→ WHAT IS BEING ASKED
Report each line of the rows below that contains the word "bowl" and copy those lines in full.
>> Start
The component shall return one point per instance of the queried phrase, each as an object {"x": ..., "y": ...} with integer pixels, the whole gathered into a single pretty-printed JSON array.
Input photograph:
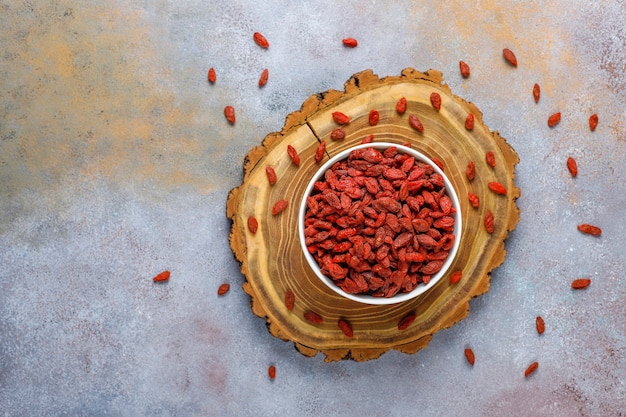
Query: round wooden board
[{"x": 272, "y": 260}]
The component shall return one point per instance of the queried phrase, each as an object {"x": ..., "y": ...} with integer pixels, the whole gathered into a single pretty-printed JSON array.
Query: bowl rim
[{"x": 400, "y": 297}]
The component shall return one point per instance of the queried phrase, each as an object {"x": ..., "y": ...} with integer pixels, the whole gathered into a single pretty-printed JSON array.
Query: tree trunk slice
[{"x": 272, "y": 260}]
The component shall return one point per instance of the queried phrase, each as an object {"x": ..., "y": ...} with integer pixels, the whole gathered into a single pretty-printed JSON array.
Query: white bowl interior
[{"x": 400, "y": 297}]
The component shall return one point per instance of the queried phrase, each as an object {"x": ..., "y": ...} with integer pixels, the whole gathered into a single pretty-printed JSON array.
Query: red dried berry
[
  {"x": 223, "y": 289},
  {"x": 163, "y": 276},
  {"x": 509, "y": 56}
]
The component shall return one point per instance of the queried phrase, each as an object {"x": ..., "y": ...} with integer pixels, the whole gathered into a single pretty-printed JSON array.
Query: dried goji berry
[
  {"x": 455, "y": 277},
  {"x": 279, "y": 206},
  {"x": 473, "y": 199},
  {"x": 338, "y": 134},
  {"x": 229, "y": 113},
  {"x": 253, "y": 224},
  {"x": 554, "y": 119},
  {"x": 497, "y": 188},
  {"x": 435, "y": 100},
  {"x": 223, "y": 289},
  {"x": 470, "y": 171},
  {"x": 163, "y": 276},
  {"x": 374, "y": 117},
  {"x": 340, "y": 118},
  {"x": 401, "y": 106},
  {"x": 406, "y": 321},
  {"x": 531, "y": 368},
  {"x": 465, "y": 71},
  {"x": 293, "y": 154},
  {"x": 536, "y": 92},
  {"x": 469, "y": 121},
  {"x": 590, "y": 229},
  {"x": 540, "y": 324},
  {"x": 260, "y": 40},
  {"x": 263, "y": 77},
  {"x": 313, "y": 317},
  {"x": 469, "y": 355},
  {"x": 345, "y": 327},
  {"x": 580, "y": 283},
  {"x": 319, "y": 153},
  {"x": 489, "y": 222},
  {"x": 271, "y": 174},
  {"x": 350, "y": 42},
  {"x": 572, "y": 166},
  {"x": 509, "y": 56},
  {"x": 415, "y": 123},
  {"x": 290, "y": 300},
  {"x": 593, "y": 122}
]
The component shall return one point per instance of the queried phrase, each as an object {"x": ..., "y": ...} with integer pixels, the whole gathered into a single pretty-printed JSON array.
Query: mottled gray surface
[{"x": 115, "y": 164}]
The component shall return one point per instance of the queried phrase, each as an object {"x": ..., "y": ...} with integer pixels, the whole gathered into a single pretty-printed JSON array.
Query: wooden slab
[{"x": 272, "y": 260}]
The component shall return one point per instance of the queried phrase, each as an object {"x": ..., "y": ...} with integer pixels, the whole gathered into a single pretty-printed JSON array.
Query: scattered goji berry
>> End
>> Start
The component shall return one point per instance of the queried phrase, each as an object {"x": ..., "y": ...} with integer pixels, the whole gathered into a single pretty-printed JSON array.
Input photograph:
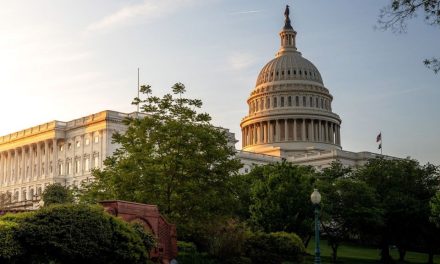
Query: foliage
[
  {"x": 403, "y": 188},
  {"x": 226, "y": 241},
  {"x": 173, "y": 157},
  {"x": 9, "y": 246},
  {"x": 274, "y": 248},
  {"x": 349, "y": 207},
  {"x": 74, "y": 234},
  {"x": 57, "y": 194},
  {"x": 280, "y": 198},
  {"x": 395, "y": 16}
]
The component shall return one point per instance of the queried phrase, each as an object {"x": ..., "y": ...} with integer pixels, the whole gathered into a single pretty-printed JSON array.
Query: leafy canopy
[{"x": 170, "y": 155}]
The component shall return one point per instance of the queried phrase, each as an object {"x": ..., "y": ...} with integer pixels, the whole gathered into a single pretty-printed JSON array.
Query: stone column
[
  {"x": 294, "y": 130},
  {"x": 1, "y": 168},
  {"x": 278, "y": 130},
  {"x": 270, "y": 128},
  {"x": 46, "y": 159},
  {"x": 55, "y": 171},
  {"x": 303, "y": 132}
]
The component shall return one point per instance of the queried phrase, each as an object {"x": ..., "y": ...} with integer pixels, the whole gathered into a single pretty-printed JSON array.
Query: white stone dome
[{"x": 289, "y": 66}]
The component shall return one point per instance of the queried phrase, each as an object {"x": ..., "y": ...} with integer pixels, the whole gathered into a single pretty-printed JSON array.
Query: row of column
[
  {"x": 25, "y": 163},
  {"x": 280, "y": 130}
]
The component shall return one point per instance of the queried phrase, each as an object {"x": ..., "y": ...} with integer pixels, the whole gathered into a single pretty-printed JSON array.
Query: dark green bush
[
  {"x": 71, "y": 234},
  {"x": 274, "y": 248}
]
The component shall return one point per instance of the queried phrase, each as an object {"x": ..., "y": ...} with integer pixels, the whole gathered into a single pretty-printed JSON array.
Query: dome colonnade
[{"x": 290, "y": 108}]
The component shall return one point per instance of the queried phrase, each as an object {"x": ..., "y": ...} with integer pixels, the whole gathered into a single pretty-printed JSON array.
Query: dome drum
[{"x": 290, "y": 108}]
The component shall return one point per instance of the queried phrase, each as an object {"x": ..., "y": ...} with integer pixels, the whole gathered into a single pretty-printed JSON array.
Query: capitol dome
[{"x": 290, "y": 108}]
>> End
→ COMPLETE OUTPUT
Query: bowl rim
Query: white bowl interior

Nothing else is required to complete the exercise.